### Problem description
Copy every line of the listing below verbatim, leaving the pictures out of your answer.

(Records drawn from a data collection)
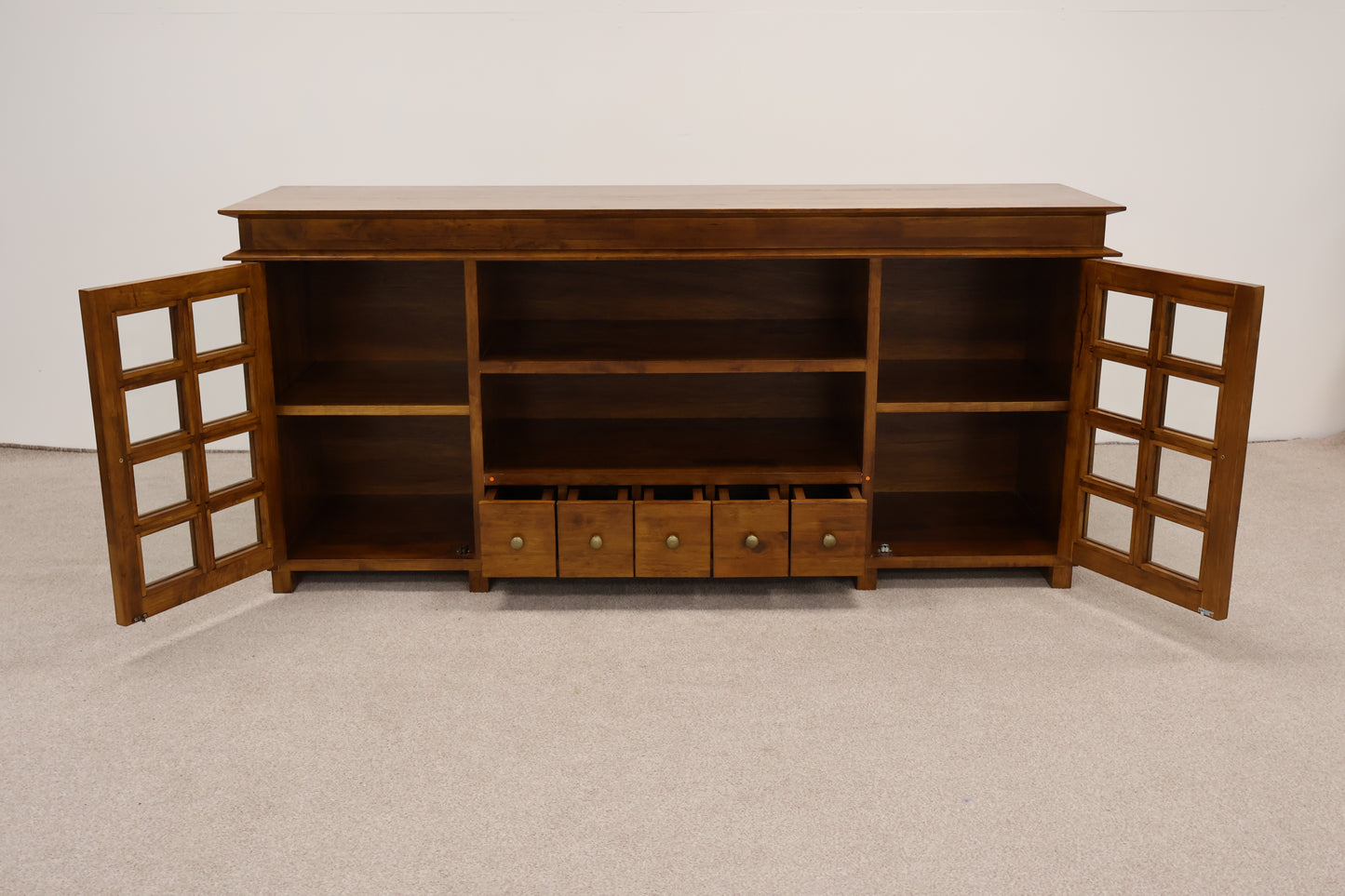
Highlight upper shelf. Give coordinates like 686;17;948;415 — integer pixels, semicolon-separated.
481;320;865;374
879;359;1069;413
221;184;1123;260
276;361;468;417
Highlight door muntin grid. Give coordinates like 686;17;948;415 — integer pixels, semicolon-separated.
113;287;268;597
1076;276;1227;589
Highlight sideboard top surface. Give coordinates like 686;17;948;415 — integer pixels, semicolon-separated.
220;183;1124;218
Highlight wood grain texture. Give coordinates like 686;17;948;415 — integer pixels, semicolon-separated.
276;361;471;417
1064;261;1264;619
556;488;635;579
789;486;868;576
79;263;277;625
635;487;711;577
711;486;789;579
220;183;1124;218
242;212;1106;254
480;488;556;577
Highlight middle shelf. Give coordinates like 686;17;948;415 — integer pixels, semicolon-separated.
276;361;469;417
481;320;865;374
484;419;862;486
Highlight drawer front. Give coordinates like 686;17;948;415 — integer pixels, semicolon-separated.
480;501;556;577
789;489;868;576
714;501;789;577
635;501;710;576
556;501;635;579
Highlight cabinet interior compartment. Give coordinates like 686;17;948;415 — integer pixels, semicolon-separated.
278;416;475;559
477;259;868;373
871;411;1068;565
481;374;864;486
266;261;466;416
879;259;1082;411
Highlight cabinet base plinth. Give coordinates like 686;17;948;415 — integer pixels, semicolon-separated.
270;568;299;595
1041;564;1075;588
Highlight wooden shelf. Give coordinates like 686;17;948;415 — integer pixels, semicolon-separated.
276;361;468;417
868;491;1057;568
486;419;862;485
481;318;865;374
288;495;477;570
879;359;1069;413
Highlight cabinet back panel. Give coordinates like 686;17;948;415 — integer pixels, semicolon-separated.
880;259;1080;363
874;413;1067;492
268;261;466;363
478;259;868;326
280;417;472;497
481;374;864;425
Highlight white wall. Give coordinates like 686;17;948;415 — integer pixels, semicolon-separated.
0;0;1345;447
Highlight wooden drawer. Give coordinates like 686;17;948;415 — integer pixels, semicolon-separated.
713;486;789;577
789;486;868;576
635;486;710;576
556;486;635;579
480;486;556;577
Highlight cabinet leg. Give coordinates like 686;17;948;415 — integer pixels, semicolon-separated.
1041;564;1075;588
270;569;299;595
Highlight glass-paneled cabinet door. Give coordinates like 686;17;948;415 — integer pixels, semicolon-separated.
79;263;277;625
1063;261;1264;619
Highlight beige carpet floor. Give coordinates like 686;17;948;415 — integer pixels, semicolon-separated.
0;437;1345;895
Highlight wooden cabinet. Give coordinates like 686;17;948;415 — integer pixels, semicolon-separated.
81;184;1261;624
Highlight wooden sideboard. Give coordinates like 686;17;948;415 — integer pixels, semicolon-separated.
79;184;1263;624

### Task output
Highlight upper shelf. Give coordinates like 686;17;948;415 — integer pixels, semicolon-separated.
481;320;865;374
879;359;1069;413
221;184;1123;260
276;361;468;417
Highlight door muntin grid. Give coordinates like 686;17;948;415 — integer pixels, semicolon-separated.
113;287;268;597
1076;276;1227;589
Highlight sideboard top surface. Give coordinates like 686;17;948;415 — integer pixels, semicolon-separated.
220;183;1124;218
Highlight wood grain texture. Give coordinates like 686;17;948;415 — integer pixels, semicolon-separated.
276;361;471;417
1064;261;1264;619
556;488;635;579
789;486;868;576
79;263;277;625
635;487;711;577
711;486;789;579
220;183;1124;218
242;212;1106;254
480;488;556;577
Highlight middle shelf. Give coordinates like 686;17;948;415 — integer pixels, semicolon-separated.
276;361;469;417
481;320;865;374
484;419;862;486
Highlight drawer front. Give coordinates like 686;17;948;415 — integer pixels, semicolon-separated.
480;501;556;577
789;489;868;576
714;501;789;577
635;501;710;576
556;501;635;579
Highlight cabinet interior compartment. Give coordinates like 686;17;948;415 — integer pixels, semicolon-separated.
278;416;475;559
477;259;868;373
871;411;1068;565
481;374;864;486
266;261;466;416
879;259;1082;411
Highlight cabinet base plinth. Give coordinates like 686;17;948;415 — integer pixels, semicolon-separated.
270;568;299;595
1041;564;1075;588
Highlight wooden shelf. Give coordinates like 686;17;948;415 — integer pixels, semicolon-separated.
276;361;468;417
868;491;1057;568
486;419;862;485
481;318;865;374
288;495;477;570
879;359;1069;413
Highlight cabinet back panel. Give coordinates like 686;17;948;415 — integer pixels, semicolon-separated.
880;259;1080;363
874;413;1067;492
268;261;466;363
478;259;868;326
280;417;472;497
481;374;864;425
Highlight white wall. Give coordinates like 686;17;948;415 — integer pixels, semicolon-separated.
0;0;1345;447
Highlight wooden drawer. Give coordinates like 686;17;948;415 — integer pixels, semicolon-separated.
713;486;789;577
789;486;868;576
635;486;710;576
556;486;635;579
480;486;556;577
Highlight cabinet leg. Give coordinates like 686;17;948;415 — integer pixels, semicolon-separated.
1041;564;1075;588
270;569;299;595
Highlight glass-paneled cabinet door. Give coordinates like 686;17;948;415 — integer pixels, semicolon-separated.
79;263;277;625
1063;261;1264;619
Highlight beige carpet floor. Give coordinates like 686;17;948;415 — integer pixels, semicolon-separated.
0;437;1345;895
Highlight wooden cabinet. Give coordinates like 686;17;948;415 — integer pixels, semicolon-separated.
81;184;1261;624
Highlight wooden sideboard. Give coordinates like 686;17;948;415 — integer pixels, semicolon-separated.
79;184;1263;624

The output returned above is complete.